Please state how many lines of the data contain "green". The number by itself is enough.

——————————

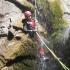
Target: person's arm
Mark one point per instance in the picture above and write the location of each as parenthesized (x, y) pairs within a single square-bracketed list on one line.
[(26, 4)]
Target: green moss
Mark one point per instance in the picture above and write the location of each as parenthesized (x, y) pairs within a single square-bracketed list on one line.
[(55, 20)]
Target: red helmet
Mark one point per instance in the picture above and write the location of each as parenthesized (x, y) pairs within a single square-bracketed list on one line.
[(27, 13)]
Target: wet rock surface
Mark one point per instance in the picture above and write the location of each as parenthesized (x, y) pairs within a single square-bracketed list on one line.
[(16, 49)]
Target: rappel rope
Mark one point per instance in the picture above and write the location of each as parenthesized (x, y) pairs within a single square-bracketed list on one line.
[(54, 55)]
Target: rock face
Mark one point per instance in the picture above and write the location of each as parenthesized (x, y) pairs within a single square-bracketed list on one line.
[(16, 48)]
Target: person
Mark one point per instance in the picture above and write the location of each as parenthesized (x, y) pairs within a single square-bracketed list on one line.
[(29, 24)]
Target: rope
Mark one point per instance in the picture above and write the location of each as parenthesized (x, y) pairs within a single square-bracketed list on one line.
[(54, 55)]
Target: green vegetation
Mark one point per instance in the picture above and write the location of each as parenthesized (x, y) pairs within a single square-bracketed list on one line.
[(54, 17)]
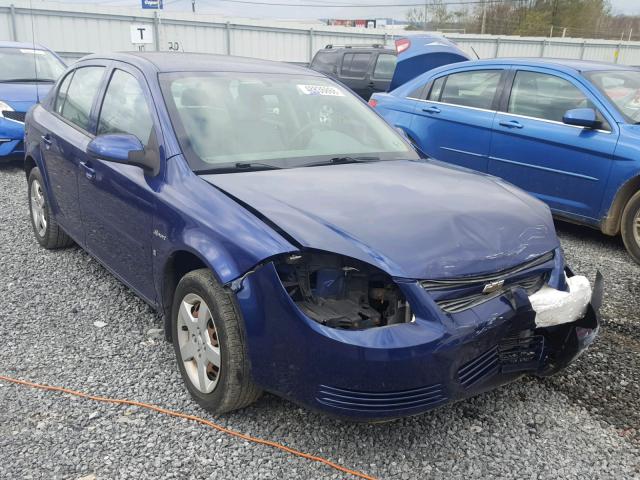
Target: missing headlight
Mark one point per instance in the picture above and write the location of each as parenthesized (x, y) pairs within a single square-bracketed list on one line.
[(342, 292)]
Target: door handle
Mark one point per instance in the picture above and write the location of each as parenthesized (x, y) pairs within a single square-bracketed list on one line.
[(511, 124), (89, 172)]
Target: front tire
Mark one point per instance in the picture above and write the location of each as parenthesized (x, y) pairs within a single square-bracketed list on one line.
[(630, 227), (45, 228), (209, 344)]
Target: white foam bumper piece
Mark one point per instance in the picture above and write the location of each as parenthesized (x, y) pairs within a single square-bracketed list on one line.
[(555, 307)]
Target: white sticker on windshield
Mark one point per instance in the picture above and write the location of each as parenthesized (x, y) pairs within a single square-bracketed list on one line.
[(320, 90)]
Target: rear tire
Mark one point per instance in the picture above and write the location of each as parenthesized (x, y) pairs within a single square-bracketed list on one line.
[(630, 227), (208, 339), (45, 228)]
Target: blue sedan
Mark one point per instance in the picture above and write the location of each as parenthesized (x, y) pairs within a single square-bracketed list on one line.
[(296, 243), (28, 72), (564, 130)]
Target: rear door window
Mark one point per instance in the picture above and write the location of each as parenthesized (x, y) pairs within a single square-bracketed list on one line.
[(475, 88), (544, 96), (385, 66), (436, 89), (125, 109), (355, 65), (325, 61), (80, 96)]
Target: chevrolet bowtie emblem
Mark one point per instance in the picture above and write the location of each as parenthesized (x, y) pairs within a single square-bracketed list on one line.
[(492, 287)]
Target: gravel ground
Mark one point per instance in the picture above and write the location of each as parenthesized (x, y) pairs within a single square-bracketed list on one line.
[(582, 424)]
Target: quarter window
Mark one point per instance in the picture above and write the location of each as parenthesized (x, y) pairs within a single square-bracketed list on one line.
[(385, 65), (80, 94), (544, 96), (355, 64), (436, 89), (475, 88), (62, 93), (124, 109)]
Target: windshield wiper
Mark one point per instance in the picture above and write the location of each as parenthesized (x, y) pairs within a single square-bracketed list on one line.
[(344, 160), (24, 80), (239, 167)]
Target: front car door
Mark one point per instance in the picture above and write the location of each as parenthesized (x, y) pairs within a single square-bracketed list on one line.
[(454, 119), (117, 199), (66, 132), (565, 166)]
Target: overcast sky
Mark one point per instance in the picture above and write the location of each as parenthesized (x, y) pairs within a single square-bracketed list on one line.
[(323, 10)]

——————————

◆ Exercise answer
2